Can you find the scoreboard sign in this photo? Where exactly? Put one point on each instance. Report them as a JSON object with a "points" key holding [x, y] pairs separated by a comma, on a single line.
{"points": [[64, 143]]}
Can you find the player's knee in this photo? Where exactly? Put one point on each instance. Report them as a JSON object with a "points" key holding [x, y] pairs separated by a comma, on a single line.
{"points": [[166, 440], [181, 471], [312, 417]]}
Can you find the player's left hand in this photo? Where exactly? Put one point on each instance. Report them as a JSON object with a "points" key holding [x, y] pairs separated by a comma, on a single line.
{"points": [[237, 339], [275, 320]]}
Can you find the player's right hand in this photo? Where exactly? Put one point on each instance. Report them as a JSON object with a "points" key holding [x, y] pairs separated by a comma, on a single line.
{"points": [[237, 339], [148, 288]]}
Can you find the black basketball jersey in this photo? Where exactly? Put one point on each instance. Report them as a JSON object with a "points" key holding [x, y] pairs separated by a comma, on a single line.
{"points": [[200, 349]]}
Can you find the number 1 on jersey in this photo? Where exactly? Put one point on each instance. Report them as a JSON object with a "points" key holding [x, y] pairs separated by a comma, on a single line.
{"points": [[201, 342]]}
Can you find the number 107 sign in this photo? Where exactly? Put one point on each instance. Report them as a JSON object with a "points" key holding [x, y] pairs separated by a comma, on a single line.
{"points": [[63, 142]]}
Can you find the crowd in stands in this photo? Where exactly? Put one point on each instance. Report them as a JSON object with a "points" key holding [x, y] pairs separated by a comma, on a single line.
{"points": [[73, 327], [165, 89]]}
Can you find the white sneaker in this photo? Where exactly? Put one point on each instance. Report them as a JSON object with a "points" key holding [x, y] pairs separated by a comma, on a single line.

------------

Brief:
Copy out word for word the stretch of the entries from the line containing "Can you find the number 1 on" through the end of the entries, with both boundary lines included.

The reply:
Can you find the number 1 on jersey in this photo? Where exactly? Put one point on each instance. Report them as a JSON object with a "points" key holding [x, y] pairs separated by a comma, on a single line.
{"points": [[201, 342]]}
Can you find the number 107 sign in this photo? Where exactly? Put one point on each instance. Report them as a JSON object with a "points" key holding [x, y] pairs separated by a comma, on a single line.
{"points": [[63, 142]]}
Can you find the crowd in stands in this photo? Where exactly? Put one point on each instance. Report them as a JSON object with a "points" key holding [x, y] pairs separated by a comma, on a single line.
{"points": [[73, 327], [165, 89]]}
Can you find the white sneaker in this photo? Where exactly? Put one point on each instance. Report them as a JSON object with a "points" key holding [x, y] pairs separated by a comma, on a single line.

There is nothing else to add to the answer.